## Work request
Of all the lines below, return only those starting with the line holding "Target: tapered concrete column" and going on through the line holding "Target: safety railing", exactly as written.
Material provided START
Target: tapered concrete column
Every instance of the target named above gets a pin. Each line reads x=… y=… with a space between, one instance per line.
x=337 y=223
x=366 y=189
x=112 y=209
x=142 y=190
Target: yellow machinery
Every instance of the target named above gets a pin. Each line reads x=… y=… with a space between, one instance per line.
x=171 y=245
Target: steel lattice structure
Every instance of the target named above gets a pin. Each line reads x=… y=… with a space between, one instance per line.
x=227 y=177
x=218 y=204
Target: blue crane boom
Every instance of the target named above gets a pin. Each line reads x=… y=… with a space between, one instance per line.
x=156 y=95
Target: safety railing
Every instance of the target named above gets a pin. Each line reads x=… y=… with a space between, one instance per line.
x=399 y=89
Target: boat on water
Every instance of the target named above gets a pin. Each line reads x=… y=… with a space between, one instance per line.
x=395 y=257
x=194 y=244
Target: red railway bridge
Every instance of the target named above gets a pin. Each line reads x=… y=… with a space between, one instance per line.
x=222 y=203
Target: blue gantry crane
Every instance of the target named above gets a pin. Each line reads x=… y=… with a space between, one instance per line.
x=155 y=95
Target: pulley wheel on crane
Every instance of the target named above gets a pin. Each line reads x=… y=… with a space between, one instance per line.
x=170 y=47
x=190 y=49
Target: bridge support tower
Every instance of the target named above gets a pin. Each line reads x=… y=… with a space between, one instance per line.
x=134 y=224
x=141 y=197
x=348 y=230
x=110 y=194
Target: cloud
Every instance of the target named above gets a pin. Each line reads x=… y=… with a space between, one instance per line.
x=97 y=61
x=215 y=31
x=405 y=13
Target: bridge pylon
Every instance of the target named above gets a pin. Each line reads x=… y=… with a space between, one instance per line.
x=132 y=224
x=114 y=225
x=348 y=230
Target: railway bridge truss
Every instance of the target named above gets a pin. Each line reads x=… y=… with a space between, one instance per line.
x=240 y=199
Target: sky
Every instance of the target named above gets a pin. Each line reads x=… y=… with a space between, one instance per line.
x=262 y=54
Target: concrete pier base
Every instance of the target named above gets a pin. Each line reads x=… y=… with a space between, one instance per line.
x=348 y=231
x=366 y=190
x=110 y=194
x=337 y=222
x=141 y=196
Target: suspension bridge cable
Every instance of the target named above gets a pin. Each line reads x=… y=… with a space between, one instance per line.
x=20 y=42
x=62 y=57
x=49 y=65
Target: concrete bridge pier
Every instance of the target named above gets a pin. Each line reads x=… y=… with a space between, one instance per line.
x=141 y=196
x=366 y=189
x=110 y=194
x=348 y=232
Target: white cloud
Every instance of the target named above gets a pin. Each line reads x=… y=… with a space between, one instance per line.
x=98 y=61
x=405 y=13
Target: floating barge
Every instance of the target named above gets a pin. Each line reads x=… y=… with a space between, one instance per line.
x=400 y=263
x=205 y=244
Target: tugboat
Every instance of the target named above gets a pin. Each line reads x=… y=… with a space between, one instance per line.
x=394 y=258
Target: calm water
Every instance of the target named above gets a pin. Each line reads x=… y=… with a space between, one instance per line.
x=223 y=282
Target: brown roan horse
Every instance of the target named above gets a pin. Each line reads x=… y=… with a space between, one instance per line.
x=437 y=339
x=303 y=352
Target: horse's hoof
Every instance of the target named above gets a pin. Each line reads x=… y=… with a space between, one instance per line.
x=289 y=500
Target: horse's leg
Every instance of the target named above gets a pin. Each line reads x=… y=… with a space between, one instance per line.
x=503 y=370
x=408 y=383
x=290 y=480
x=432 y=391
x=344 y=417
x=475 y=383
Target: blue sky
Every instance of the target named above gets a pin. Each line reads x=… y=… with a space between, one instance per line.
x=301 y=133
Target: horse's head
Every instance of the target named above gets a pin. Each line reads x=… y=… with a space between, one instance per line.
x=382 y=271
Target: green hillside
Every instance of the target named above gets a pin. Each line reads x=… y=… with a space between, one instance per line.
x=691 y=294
Material provided END
Material provided START
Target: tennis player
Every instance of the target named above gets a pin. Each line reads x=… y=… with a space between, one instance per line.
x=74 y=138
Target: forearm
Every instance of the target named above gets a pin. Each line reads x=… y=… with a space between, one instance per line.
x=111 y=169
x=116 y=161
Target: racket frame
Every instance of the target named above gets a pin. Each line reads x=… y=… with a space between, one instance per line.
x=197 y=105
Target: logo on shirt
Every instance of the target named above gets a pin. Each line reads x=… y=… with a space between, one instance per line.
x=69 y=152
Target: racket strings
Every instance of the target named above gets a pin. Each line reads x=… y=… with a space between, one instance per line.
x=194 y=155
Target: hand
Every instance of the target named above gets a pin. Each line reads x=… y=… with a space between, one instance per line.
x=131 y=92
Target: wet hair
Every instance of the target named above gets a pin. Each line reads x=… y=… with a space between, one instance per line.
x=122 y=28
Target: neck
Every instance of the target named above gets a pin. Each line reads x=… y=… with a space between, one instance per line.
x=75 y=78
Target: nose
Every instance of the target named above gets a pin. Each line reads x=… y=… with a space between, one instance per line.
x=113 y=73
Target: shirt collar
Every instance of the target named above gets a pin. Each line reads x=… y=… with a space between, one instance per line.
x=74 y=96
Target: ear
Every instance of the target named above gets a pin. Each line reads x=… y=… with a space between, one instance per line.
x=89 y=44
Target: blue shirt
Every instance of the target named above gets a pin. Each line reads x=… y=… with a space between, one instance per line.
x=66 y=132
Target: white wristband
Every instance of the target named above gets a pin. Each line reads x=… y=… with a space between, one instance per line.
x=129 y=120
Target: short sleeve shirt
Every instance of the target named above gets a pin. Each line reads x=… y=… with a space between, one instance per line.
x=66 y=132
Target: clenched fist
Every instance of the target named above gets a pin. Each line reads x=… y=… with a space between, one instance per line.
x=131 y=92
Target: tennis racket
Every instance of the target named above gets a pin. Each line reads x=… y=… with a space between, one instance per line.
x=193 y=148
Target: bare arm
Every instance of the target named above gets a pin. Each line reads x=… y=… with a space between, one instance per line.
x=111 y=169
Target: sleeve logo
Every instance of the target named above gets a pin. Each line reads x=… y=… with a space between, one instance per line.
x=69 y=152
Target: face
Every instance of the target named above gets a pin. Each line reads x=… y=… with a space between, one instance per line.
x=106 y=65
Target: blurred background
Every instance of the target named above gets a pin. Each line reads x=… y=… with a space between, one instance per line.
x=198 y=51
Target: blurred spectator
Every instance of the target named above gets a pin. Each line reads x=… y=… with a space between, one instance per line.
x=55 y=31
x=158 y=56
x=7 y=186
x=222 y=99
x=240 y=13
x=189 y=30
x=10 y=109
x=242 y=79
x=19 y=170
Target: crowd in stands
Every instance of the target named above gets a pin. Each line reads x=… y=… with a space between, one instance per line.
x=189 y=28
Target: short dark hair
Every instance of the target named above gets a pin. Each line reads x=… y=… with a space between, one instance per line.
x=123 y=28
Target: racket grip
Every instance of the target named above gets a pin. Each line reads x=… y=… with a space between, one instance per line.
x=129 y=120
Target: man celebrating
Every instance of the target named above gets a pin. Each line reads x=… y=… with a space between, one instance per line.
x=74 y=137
Material provided END
## Exercise solution
Target: tapered concrete column
Every instance of the target named above gets a pin. Each line reads x=… y=… with a space between, one instance per line.
x=337 y=223
x=366 y=189
x=112 y=209
x=142 y=190
Target: yellow machinery
Every instance of the target named above gets a pin. Each line reads x=… y=… with a space between, one instance per line.
x=171 y=245
Target: steel lattice structure
Every instance of the target named above gets a pin. Each line reads x=… y=… with a space between, one instance per line.
x=227 y=177
x=218 y=204
Target: blue crane boom
Every instance of the target named above gets a pin. Each line reads x=… y=… with a space between, one instance per line.
x=156 y=95
Target: safety railing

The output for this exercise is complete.